- [Exercises to complete]:
- 1) In the tracing configuration email, what does the reply say the boot tracer gives no more information than?
- 2) From the tracing configuration email, extract the passage starting at "From: Chase Douglas" and ending at "should have enabled.".

Re: Tracing configuration review

From: Chase Douglas
Date: Tue May 25 2010 - 15:58:28 EST


On Tue, 2010-05-25 at 15:46 -0400, Steven Rostedt wrote:
> On Tue, 2010-05-25 at 15:31 -0400, Chase Douglas wrote:
> > Hi all,
> >
> > I'm going through our Ubuntu kernel configuration for our next release
> > to ensure we have all the trace options enabled that may be useful. I
> > have a few questions about what tracer options we should have enabled.
> >
> > Our guiding principle in regards to these options is: if an option can
> > be turned on and has no performance impact unless explicitly enabled on
> > the kernel command line or at runtime, we are happy to enable it.
> > Secondarily, we don't want to enable options that are headed for
> > deprecation.
> >
> > The following options are what I am looking to set for our x86
> > configurations. I've only included those that I am not 100% sure of.
> > Comments are what I could gather from documentation and Kconfig, but
> > they may not be accurate:
> >
> > # CONFIG_IRQSOFF_TRACER is not set (performance impact by default)
>
> Correct, keep that off.
>
> > # CONFIG_SYSPROF_TRACER is not set (don't know much about this)
>
> Neither do I ;-)
>
>
> > # CONFIG_SCHED_TRACER is not set (headed for deprecation?)
>
> Although it is headed for deprecation, I think it still gets set by
> other tracers, since it has the code to initiate the comm reader.
>
> > CONFIG_FTRACE_SYSCALLS=y (no performance impact by default)
>
> Correct
>
> > CONFIG_BOOT_TRACER=y (no performance impact by default)
>
> But this tracer is pretty useless. It gives no more information than
> debug_initcalls.
>
> > CONFIG_KSYM_TRACER=y (no performance impact by default)
>
> Yep
>
> > # CONFIG_STACK_TRACER is not set (Kconfig says N if unsure)
>
> I would set this if you already have the function tracer. It gives no
> more overhead than that, and it is very useful.
>
> > # CONFIG_KMEMTRACE is not set (Kconfig says N if unsure)
>
> Don't know.
>
> > CONFIG_WORKQUEUE_TRACER=y (no performance impact by default)

- [Supplied information]:
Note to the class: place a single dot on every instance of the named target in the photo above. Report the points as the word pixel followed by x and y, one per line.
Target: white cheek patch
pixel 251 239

- [Outputs]:
- 1) debug_initcalls

- 2)
From: Chase Douglas
Date: Tue May 25 2010 - 15:58:28 EST


On Tue, 2010-05-25 at 15:46 -0400, Steven Rostedt wrote:
> On Tue, 2010-05-25 at 15:31 -0400, Chase Douglas wrote:
> > Hi all,
> >
> > I'm going through our Ubuntu kernel configuration for our next release
> > to ensure we have all the trace options enabled that may be useful. I
> > have a few questions about what tracer options we should have enabled.